» **Entries supplied**
^^^^^^^^^^^^^^^^
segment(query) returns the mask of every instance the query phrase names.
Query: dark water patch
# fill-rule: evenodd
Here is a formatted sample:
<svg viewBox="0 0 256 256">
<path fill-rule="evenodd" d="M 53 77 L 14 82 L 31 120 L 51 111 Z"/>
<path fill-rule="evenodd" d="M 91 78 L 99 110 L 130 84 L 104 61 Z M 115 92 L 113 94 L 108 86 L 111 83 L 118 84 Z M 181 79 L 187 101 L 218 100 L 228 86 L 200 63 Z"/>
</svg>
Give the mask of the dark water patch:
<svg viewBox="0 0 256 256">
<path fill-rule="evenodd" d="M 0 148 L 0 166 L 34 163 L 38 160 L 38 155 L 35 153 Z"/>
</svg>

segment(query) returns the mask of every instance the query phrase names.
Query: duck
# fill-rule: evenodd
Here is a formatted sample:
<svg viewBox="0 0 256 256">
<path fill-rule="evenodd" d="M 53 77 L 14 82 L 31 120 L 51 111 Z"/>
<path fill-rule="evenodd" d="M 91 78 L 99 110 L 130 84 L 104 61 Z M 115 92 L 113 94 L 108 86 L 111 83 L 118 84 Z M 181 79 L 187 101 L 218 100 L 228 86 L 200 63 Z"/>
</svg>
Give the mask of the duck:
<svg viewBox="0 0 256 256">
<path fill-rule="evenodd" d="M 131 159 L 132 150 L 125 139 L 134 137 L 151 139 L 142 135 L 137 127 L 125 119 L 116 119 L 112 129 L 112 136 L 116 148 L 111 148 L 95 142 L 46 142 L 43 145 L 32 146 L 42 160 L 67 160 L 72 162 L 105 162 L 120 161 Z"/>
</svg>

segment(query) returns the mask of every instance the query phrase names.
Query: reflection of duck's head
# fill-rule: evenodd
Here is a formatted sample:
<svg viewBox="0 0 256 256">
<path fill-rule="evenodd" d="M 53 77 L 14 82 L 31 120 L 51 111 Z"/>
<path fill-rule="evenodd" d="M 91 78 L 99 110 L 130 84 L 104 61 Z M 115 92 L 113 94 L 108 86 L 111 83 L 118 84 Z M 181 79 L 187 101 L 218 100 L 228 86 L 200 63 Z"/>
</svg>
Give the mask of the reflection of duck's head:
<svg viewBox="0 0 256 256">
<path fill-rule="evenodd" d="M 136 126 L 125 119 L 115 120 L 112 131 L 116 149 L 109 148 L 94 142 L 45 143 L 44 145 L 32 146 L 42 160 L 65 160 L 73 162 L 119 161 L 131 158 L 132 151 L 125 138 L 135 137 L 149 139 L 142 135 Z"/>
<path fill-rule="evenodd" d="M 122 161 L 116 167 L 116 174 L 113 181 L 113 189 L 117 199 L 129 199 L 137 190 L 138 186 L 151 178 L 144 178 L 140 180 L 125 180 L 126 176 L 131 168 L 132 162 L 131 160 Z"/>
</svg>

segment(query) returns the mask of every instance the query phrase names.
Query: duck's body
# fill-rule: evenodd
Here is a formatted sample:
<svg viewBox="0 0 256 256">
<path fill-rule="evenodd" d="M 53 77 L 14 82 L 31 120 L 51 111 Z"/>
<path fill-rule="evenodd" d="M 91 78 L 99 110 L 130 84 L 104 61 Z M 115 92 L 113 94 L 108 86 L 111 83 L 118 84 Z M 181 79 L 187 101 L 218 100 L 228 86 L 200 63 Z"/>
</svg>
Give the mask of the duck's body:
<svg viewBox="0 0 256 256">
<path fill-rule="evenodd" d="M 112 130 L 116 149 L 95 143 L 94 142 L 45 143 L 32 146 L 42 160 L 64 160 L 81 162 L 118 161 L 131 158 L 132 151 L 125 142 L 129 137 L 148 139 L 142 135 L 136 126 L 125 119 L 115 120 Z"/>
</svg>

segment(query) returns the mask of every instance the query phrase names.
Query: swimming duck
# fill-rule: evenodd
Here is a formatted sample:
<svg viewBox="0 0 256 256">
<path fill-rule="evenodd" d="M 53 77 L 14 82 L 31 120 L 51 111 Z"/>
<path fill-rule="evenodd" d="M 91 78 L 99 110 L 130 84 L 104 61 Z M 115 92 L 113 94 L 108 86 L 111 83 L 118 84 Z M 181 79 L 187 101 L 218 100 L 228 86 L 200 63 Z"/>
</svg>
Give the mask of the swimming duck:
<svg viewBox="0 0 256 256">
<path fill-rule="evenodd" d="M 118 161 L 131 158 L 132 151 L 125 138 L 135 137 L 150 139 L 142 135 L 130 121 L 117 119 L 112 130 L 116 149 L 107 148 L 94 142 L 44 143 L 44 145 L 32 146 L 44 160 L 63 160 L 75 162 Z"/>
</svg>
^^^^^^^^^^^^^^^^
» **Set exercise**
Restate the data above exactly, keeping each word as it stands.

» **Task response**
segment(query) returns the mask of every instance the query phrase names.
Query: dark water patch
# fill-rule: evenodd
Here is a formatted sample:
<svg viewBox="0 0 256 256">
<path fill-rule="evenodd" d="M 53 77 L 14 82 L 31 120 L 51 111 Z"/>
<path fill-rule="evenodd" d="M 91 78 L 99 110 L 130 84 L 104 61 Z M 115 92 L 113 94 L 108 86 L 111 83 L 118 84 Z M 181 79 L 187 101 L 218 100 L 228 86 L 200 63 Z"/>
</svg>
Give the mask of the dark water patch:
<svg viewBox="0 0 256 256">
<path fill-rule="evenodd" d="M 0 148 L 0 166 L 34 163 L 38 160 L 38 155 L 35 153 Z"/>
</svg>

segment(query) returns the mask of every instance the query phrase names.
Query: duck
# fill-rule: evenodd
Here is a formatted sample:
<svg viewBox="0 0 256 256">
<path fill-rule="evenodd" d="M 53 77 L 14 82 L 31 120 L 51 111 Z"/>
<path fill-rule="evenodd" d="M 91 78 L 99 110 L 130 84 L 104 61 Z M 115 92 L 113 94 L 108 86 L 111 83 L 118 84 Z M 181 79 L 187 101 L 218 100 L 228 86 L 200 63 Z"/>
</svg>
Give the mask of the duck:
<svg viewBox="0 0 256 256">
<path fill-rule="evenodd" d="M 131 159 L 132 150 L 125 139 L 134 137 L 151 139 L 142 135 L 137 127 L 125 119 L 116 119 L 112 129 L 112 136 L 116 148 L 111 148 L 95 142 L 46 142 L 43 145 L 32 146 L 42 160 L 67 160 L 72 162 L 105 162 L 120 161 Z"/>
</svg>

segment(query) returns the mask of every instance the query phrase names.
Query: reflection of duck's head
# fill-rule: evenodd
Here is a formatted sample:
<svg viewBox="0 0 256 256">
<path fill-rule="evenodd" d="M 53 77 L 14 82 L 31 120 L 51 111 Z"/>
<path fill-rule="evenodd" d="M 91 78 L 99 110 L 130 84 L 104 61 Z M 115 92 L 113 94 L 108 86 L 111 83 L 118 84 Z M 181 79 L 187 101 L 218 100 L 228 86 L 200 63 Z"/>
</svg>
Give the mask of the reflection of duck's head:
<svg viewBox="0 0 256 256">
<path fill-rule="evenodd" d="M 136 126 L 125 119 L 115 120 L 112 131 L 116 149 L 109 148 L 94 142 L 45 143 L 44 145 L 32 146 L 42 160 L 65 160 L 73 162 L 119 161 L 131 158 L 132 151 L 125 138 L 135 137 L 149 139 L 142 135 Z"/>
<path fill-rule="evenodd" d="M 122 161 L 116 167 L 116 174 L 113 181 L 113 189 L 117 199 L 129 199 L 137 190 L 138 186 L 151 178 L 144 178 L 140 180 L 125 180 L 126 176 L 131 168 L 132 162 L 131 160 Z"/>
</svg>

segment(query) returns the mask of every instance the query phrase names.
Query: duck's body
# fill-rule: evenodd
Here is a formatted sample:
<svg viewBox="0 0 256 256">
<path fill-rule="evenodd" d="M 53 77 L 14 82 L 31 120 L 51 111 Z"/>
<path fill-rule="evenodd" d="M 91 78 L 99 110 L 130 84 L 104 61 Z M 115 92 L 113 94 L 108 86 L 111 83 L 118 84 Z M 181 79 L 187 101 L 218 100 L 228 86 L 200 63 Z"/>
</svg>
Give the mask of the duck's body:
<svg viewBox="0 0 256 256">
<path fill-rule="evenodd" d="M 112 130 L 116 149 L 95 143 L 94 142 L 45 143 L 32 146 L 42 160 L 64 160 L 81 162 L 118 161 L 131 158 L 132 151 L 125 142 L 129 137 L 148 139 L 142 135 L 136 126 L 125 119 L 115 120 Z"/>
</svg>

segment(query) returns the mask of every instance the query phrase names.
Query: swimming duck
# fill-rule: evenodd
Here is a formatted sample:
<svg viewBox="0 0 256 256">
<path fill-rule="evenodd" d="M 53 77 L 14 82 L 31 120 L 51 111 Z"/>
<path fill-rule="evenodd" d="M 91 78 L 99 110 L 130 84 L 104 61 Z M 115 92 L 113 94 L 108 86 L 111 83 L 118 84 Z M 181 79 L 187 101 L 218 100 L 228 86 L 200 63 Z"/>
</svg>
Give the mask of the swimming duck:
<svg viewBox="0 0 256 256">
<path fill-rule="evenodd" d="M 118 161 L 131 158 L 132 151 L 125 138 L 135 137 L 150 139 L 142 135 L 130 121 L 117 119 L 112 130 L 116 149 L 107 148 L 94 142 L 44 143 L 44 145 L 32 146 L 44 160 L 63 160 L 75 162 Z"/>
</svg>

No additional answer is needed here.